The Gluten-Free Challenge -- Are You With Me?

04/10/2014 03:46 pm ET Updated Jun 10, 2014

There's no easy way to say this, so I'm just going to come right out with it.

You look a bit bloated.

At least if you're an average American. Twenty-three pounds overweight, to be exact. Twenty-three pounds might be hard to visualize, so let's turn the number into something tangible. Something you can picture. How about 92 sticks of butter? Yup, if you're an average American, you're walking around with, basically, an extra 92 sticks of butter slathered all over your body.

Not only are you -- if you're an average American -- a bit broad in the beam, but you're also feeling sluggish and possibly depressed. Oh, and one more thing. You seem constipated.

Now, hold on. Don't feel bad. All of this isn't actually your fault. Not exactly. According to Dr. William Davis and his wildly popular Wheat Belly, it's the bagel you had at breakfast, the sandwich at lunch, the muffin at 3 p.m., the fried chicken you had for dinner, and the cookies before bed.

In his New York Times bestseller, Davis documents patients who, after giving up wheat, lose 20 to 50 pounds in the first few months. Not only that, but to his surprise, they also experience relief from or even a complete cure to their depression, anxiety, fatigue, irritable bowel syndrome, colitis, arthritis, asthma, headaches, diabetes, and psoriasis.

**Problem:** Copy out the gluten-free challenge article above in full, word for word.

**Entries supplied:**
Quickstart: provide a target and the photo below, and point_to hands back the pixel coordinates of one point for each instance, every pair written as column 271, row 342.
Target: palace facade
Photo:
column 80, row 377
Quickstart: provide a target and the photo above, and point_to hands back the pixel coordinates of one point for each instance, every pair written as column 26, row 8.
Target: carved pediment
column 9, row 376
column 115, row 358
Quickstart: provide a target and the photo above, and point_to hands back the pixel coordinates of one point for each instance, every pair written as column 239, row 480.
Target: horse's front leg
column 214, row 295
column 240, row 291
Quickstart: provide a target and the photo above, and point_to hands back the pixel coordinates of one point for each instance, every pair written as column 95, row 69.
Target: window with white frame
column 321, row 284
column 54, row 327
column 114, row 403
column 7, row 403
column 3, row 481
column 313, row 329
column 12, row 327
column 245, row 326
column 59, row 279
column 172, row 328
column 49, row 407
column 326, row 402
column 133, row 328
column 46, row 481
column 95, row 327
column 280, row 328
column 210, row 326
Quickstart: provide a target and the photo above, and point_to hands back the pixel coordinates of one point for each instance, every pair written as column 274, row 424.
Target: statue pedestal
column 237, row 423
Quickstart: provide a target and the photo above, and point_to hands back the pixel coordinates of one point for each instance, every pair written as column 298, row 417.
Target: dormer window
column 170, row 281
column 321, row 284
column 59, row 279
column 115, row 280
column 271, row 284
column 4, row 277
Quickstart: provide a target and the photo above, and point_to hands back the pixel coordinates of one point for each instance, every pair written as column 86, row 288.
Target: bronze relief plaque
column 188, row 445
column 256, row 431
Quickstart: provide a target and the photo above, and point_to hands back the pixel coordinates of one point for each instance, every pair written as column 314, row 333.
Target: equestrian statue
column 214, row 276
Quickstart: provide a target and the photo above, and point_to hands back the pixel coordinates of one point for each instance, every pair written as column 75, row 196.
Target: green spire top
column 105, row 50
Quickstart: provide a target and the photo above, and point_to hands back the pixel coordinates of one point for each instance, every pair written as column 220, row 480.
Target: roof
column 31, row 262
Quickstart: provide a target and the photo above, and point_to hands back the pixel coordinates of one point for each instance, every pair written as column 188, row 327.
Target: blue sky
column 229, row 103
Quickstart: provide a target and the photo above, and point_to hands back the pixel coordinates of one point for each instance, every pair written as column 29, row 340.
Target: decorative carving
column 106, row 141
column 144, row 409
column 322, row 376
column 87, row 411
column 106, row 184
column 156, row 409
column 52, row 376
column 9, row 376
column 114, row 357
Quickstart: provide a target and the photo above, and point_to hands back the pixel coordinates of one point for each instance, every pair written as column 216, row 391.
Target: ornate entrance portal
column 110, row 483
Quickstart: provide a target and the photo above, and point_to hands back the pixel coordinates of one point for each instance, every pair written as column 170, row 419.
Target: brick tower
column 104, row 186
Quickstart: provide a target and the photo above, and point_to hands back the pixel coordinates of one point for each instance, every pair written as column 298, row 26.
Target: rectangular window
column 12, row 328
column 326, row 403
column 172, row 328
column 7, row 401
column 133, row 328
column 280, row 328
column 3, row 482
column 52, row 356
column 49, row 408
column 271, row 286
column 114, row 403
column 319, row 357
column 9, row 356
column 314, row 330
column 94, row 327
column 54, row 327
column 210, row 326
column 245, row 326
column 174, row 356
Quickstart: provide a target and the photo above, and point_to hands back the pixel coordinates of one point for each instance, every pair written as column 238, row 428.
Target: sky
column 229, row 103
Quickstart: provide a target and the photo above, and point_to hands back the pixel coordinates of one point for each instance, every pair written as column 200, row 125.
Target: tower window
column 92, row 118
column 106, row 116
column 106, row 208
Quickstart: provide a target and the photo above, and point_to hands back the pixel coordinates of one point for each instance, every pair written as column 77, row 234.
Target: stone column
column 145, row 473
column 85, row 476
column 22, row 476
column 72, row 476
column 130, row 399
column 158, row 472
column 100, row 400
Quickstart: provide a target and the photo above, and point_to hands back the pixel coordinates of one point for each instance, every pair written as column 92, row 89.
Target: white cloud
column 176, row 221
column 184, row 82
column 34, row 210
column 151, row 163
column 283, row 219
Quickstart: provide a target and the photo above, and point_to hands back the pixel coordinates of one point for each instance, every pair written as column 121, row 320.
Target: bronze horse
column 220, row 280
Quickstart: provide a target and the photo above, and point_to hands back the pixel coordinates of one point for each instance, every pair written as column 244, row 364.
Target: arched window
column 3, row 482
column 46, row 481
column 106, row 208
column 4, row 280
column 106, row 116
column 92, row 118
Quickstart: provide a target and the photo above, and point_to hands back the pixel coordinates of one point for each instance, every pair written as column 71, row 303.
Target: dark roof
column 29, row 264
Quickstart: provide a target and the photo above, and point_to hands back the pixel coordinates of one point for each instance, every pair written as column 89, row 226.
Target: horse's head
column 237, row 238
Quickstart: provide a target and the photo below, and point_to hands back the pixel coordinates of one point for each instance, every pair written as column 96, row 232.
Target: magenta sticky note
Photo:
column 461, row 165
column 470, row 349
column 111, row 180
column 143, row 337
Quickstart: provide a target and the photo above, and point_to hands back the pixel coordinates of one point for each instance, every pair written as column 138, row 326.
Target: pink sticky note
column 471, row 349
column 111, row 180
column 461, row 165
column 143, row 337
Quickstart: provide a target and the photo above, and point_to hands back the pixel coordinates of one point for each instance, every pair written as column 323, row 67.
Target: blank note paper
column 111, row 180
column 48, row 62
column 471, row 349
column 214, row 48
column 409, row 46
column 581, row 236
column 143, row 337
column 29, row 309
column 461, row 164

**Output:**
The Gluten-Free Challenge -- Are You With Me?

04/10/2014 03:46 pm ET Updated Jun 10, 2014

There's no easy way to say this, so I'm just going to come right out with it.

You look a bit bloated.

At least if you're an average American. Twenty-three pounds overweight, to be exact. Twenty-three pounds might be hard to visualize, so let's turn the number into something tangible. Something you can picture. How about 92 sticks of butter? Yup, if you're an average American, you're walking around with, basically, an extra 92 sticks of butter slathered all over your body.

Not only are you -- if you're an average American -- a bit broad in the beam, but you're also feeling sluggish and possibly depressed. Oh, and one more thing. You seem constipated.

Now, hold on. Don't feel bad. All of this isn't actually your fault. Not exactly. According to Dr. William Davis and his wildly popular Wheat Belly, it's the bagel you had at breakfast, the sandwich at lunch, the muffin at 3 p.m., the fried chicken you had for dinner, and the cookies before bed.

In his New York Times bestseller, Davis documents patients who, after giving up wheat, lose 20 to 50 pounds in the first few months. Not only that, but to his surprise, they also experience relief from or even a complete cure to their depression, anxiety, fatigue, irritable bowel syndrome, colitis, arthritis, asthma, headaches, diabetes, and psoriasis.